## Problem to solve
Exclude all pictures, then copy each of the records exactly as written.

## Data records

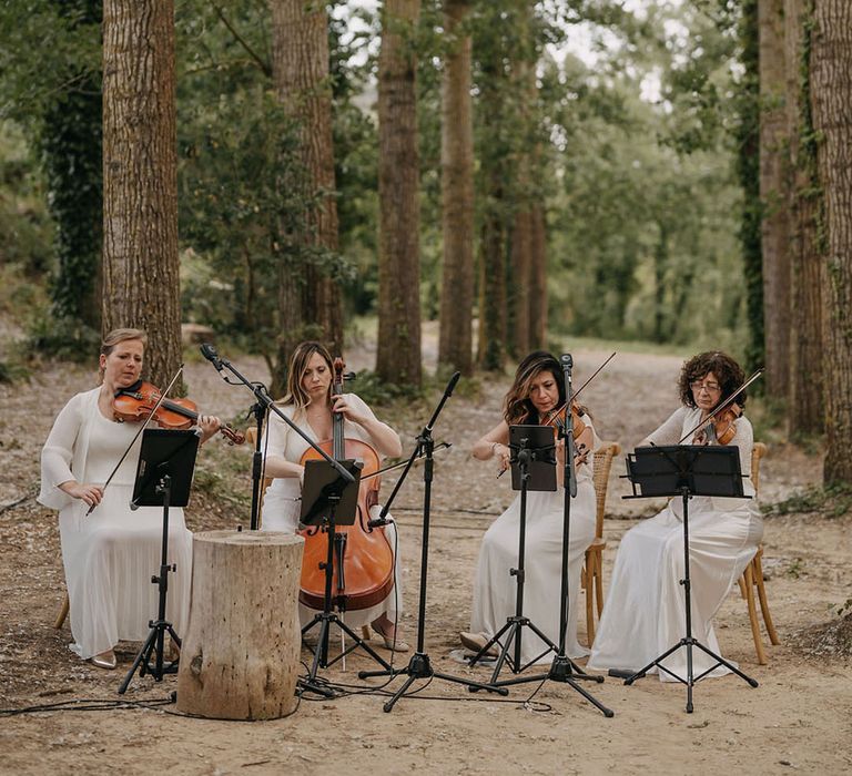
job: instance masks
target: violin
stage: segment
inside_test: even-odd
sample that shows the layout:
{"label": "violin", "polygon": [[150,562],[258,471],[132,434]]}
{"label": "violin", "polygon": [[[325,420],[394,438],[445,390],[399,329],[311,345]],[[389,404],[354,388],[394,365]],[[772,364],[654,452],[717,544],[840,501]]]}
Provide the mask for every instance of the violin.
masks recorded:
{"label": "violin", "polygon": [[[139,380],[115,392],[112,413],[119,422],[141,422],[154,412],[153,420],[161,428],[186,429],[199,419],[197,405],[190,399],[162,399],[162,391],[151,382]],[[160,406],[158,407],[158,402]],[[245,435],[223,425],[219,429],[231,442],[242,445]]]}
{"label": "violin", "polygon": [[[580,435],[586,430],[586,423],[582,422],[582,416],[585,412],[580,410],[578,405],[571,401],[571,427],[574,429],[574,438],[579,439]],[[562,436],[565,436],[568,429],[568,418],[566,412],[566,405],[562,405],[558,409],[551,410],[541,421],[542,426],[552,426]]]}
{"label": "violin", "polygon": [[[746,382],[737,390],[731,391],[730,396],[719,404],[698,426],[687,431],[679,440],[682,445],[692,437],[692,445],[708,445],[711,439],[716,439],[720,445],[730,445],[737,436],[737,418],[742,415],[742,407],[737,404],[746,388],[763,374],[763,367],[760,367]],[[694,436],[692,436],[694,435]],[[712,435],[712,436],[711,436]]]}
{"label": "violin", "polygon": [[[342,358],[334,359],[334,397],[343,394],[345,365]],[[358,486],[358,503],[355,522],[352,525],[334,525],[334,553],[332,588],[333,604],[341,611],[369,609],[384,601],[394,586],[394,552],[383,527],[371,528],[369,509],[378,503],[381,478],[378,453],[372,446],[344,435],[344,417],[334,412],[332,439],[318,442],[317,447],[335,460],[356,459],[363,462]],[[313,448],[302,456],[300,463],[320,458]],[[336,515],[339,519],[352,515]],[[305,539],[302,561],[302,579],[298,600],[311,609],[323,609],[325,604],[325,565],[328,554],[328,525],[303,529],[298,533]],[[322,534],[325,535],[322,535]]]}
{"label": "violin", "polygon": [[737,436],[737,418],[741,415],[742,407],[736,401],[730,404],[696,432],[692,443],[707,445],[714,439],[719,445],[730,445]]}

## Reply to the task
job: instance masks
target: violin
stage: segment
inside_test: even-odd
sample that shows the layout:
{"label": "violin", "polygon": [[150,562],[258,471],[132,434]]}
{"label": "violin", "polygon": [[[325,420],[394,438],[445,390],[399,329],[311,345]],[[389,404],[354,388],[394,365]],[[772,364],[654,452],[717,544],[840,501]]]}
Provide the mask for every instance of the violin.
masks recorded:
{"label": "violin", "polygon": [[[139,380],[115,392],[112,413],[119,422],[141,422],[154,412],[153,420],[161,428],[186,429],[199,419],[197,405],[190,399],[162,399],[162,391],[151,382]],[[160,406],[158,407],[158,402]],[[245,435],[223,425],[219,429],[231,442],[242,445]]]}
{"label": "violin", "polygon": [[[580,435],[586,430],[586,423],[582,422],[582,416],[585,412],[580,410],[578,405],[571,401],[571,427],[574,429],[574,438],[579,439]],[[562,436],[565,436],[568,429],[568,418],[566,412],[566,405],[562,405],[558,409],[551,410],[541,421],[542,426],[552,426]]]}
{"label": "violin", "polygon": [[[746,382],[737,390],[731,391],[730,396],[719,404],[698,426],[687,431],[679,440],[682,445],[692,437],[692,445],[708,445],[711,439],[716,439],[720,445],[730,445],[737,436],[737,418],[742,415],[742,407],[737,404],[746,388],[763,374],[763,367],[760,367]],[[694,436],[692,436],[694,435]],[[712,435],[712,436],[711,436]]]}
{"label": "violin", "polygon": [[[342,358],[334,359],[334,397],[343,394],[345,365]],[[358,486],[358,503],[355,522],[352,525],[334,525],[334,553],[332,588],[333,604],[341,611],[369,609],[384,601],[394,586],[394,552],[383,527],[371,528],[369,509],[378,503],[381,478],[378,453],[372,446],[344,435],[344,417],[334,412],[332,439],[318,442],[317,447],[335,460],[356,459],[363,462]],[[313,448],[302,456],[300,463],[320,458]],[[336,515],[339,519],[352,515]],[[305,539],[302,561],[302,579],[298,600],[311,609],[323,609],[325,604],[325,565],[328,554],[328,525],[303,529],[298,533]],[[322,534],[325,535],[322,535]]]}
{"label": "violin", "polygon": [[737,436],[737,418],[741,415],[742,407],[736,401],[730,404],[696,432],[692,443],[707,445],[714,439],[719,445],[730,445]]}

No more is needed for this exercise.